Records contained in a dataset:
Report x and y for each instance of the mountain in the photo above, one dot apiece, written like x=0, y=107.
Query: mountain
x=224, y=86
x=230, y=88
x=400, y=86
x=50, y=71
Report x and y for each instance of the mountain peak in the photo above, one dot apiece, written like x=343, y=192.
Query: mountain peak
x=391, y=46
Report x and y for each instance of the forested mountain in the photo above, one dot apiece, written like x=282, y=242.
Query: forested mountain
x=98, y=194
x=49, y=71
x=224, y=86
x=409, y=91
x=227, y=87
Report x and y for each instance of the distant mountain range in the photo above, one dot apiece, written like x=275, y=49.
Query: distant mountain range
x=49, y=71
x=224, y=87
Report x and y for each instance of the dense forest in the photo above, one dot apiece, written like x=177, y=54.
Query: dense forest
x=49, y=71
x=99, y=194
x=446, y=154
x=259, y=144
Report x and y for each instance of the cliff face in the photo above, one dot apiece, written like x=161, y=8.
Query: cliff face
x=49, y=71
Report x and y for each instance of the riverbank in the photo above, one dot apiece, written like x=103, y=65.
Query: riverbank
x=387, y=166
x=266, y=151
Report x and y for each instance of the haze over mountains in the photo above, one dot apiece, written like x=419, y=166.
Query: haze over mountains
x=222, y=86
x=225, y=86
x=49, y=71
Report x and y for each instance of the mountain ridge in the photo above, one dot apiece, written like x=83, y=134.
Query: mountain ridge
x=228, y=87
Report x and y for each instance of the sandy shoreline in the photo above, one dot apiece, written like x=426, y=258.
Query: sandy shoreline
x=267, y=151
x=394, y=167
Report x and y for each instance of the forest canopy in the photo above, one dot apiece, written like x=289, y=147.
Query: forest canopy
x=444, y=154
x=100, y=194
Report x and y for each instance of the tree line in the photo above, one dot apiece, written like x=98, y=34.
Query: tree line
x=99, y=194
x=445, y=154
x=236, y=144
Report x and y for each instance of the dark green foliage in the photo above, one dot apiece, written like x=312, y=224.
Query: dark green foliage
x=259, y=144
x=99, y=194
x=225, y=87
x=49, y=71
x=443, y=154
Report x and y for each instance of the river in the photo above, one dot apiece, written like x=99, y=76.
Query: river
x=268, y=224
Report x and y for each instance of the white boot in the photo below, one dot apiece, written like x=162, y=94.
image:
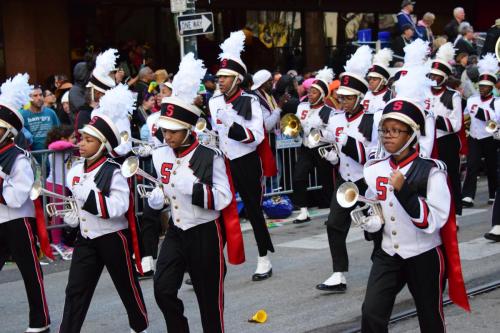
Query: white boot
x=264, y=269
x=303, y=216
x=336, y=283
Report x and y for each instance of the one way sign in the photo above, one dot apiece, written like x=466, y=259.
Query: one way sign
x=195, y=24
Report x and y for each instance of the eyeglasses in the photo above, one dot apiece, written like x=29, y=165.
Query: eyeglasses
x=392, y=132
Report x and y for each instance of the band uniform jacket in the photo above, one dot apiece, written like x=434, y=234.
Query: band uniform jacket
x=313, y=117
x=104, y=210
x=352, y=155
x=247, y=131
x=16, y=181
x=446, y=106
x=414, y=215
x=480, y=111
x=195, y=182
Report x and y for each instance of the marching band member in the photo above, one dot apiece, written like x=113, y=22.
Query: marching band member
x=494, y=233
x=104, y=204
x=195, y=182
x=378, y=94
x=352, y=131
x=446, y=105
x=17, y=213
x=313, y=114
x=481, y=143
x=416, y=206
x=237, y=118
x=100, y=81
x=416, y=54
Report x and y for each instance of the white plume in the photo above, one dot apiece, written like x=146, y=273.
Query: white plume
x=416, y=53
x=414, y=85
x=383, y=57
x=233, y=46
x=118, y=105
x=446, y=52
x=360, y=61
x=14, y=93
x=106, y=61
x=186, y=82
x=488, y=64
x=326, y=74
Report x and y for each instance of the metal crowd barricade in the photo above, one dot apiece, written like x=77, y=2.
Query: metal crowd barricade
x=285, y=154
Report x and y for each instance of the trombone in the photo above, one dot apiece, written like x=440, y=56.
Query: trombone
x=142, y=148
x=207, y=136
x=316, y=138
x=60, y=209
x=130, y=167
x=348, y=195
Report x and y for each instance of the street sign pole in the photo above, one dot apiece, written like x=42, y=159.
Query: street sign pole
x=189, y=44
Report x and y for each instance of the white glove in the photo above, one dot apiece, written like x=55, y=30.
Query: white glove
x=342, y=139
x=71, y=219
x=226, y=118
x=332, y=157
x=184, y=186
x=156, y=199
x=371, y=224
x=81, y=192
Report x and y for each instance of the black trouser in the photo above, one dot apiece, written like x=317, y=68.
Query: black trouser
x=199, y=251
x=89, y=258
x=306, y=161
x=150, y=230
x=18, y=240
x=496, y=207
x=480, y=148
x=246, y=172
x=424, y=274
x=337, y=228
x=448, y=150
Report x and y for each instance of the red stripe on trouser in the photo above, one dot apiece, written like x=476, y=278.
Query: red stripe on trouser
x=37, y=268
x=221, y=276
x=441, y=277
x=131, y=276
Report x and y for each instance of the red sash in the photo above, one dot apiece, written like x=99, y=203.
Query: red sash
x=234, y=237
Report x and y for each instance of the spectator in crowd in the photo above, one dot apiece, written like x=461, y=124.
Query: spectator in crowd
x=59, y=139
x=141, y=114
x=39, y=119
x=492, y=35
x=451, y=29
x=161, y=75
x=465, y=42
x=63, y=111
x=49, y=99
x=461, y=61
x=146, y=75
x=401, y=41
x=424, y=27
x=81, y=75
x=404, y=17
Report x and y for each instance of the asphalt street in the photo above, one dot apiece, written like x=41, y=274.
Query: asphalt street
x=301, y=261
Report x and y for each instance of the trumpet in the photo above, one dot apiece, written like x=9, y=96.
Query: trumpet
x=205, y=135
x=130, y=167
x=348, y=195
x=290, y=125
x=60, y=209
x=316, y=138
x=142, y=148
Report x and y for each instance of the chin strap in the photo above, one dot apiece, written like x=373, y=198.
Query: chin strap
x=99, y=151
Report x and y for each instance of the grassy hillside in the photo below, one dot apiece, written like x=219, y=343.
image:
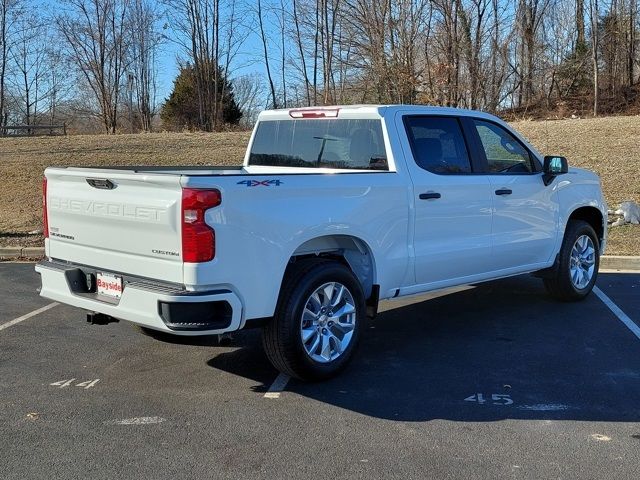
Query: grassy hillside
x=609, y=146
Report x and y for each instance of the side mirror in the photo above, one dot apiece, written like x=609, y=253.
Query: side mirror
x=553, y=166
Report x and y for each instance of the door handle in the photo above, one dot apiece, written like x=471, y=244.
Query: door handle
x=430, y=196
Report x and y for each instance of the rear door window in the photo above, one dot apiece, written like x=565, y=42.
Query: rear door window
x=320, y=143
x=505, y=154
x=438, y=144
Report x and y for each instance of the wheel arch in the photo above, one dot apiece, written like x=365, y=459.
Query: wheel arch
x=350, y=250
x=593, y=216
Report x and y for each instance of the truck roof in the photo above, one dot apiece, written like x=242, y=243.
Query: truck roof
x=366, y=111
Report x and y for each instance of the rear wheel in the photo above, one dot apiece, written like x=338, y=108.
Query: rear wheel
x=318, y=320
x=578, y=263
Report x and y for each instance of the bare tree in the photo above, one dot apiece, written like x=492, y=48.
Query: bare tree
x=249, y=94
x=95, y=31
x=594, y=12
x=210, y=35
x=10, y=11
x=263, y=37
x=145, y=41
x=29, y=57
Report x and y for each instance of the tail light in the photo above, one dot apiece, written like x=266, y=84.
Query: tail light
x=45, y=215
x=198, y=238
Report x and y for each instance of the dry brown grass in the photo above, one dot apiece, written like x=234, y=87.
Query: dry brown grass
x=609, y=146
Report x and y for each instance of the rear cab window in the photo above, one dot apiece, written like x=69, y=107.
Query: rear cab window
x=355, y=144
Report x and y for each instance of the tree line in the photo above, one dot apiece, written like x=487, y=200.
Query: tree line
x=99, y=59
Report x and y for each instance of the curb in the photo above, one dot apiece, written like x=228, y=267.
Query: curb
x=607, y=262
x=8, y=253
x=620, y=262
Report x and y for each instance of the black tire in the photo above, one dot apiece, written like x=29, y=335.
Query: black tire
x=560, y=285
x=281, y=336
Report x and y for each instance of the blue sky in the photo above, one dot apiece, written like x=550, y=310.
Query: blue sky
x=249, y=59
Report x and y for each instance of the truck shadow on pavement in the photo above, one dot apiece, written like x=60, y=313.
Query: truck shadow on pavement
x=502, y=350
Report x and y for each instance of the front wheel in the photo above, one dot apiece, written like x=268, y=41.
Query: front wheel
x=318, y=320
x=578, y=263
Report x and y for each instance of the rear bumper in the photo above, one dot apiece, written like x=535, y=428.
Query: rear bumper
x=159, y=306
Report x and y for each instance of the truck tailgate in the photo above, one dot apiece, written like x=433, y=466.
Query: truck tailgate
x=116, y=220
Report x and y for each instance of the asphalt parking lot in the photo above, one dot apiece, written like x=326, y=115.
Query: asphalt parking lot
x=492, y=381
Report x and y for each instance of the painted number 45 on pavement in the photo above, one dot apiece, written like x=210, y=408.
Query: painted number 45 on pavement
x=496, y=399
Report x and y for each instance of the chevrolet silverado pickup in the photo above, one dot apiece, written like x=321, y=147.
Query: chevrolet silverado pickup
x=333, y=210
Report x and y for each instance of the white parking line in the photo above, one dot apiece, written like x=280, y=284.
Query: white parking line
x=28, y=316
x=277, y=386
x=623, y=317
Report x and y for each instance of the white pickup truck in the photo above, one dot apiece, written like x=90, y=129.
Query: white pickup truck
x=334, y=209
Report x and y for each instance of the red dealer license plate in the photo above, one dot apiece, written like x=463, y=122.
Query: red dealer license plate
x=109, y=285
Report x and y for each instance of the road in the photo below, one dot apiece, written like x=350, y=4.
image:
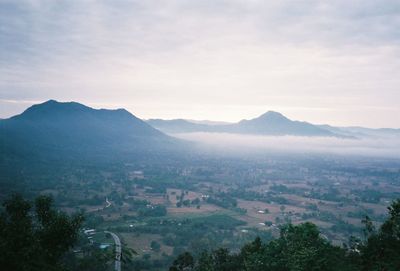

* **EXERCISE REQUIREMENTS**
Filter the records above for lines containing the word "below", and copy those lines.

* **ANSWER BOX**
Report x and y for each instance of the white boot in the photo below, one dot apiece, written like x=162, y=94.
Report x and y for each instance of the grassy hillside in the photo below, one dot apiece, written like x=219, y=343.
Report x and y for each instance of the road in the photo below, one dot apiece, written like x=350, y=4.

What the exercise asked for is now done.